┌─ Data extract

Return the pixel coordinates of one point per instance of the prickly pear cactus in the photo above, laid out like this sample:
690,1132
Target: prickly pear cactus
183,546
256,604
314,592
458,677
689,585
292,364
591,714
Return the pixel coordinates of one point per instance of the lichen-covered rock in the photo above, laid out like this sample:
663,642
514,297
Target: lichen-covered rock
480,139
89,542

└─

### The task
Set out every line of the records above as a numbered list, dropping any blank lines.

### Task result
1. Return the pixel coordinates of one point per instance of the prickly pear cactus in the photo above, laid out like this sample:
2. 690,1132
3. Target: prickly pear cactus
4. 183,546
5. 256,604
6. 314,592
7. 458,677
8. 689,585
9. 292,364
10. 591,714
11. Return the pixel coordinates of one point per instance of the lichen-covered rock in the photo above, laid out like this sample:
12. 663,642
13. 514,297
14. Target: lichen-covered rock
15. 480,139
16. 89,542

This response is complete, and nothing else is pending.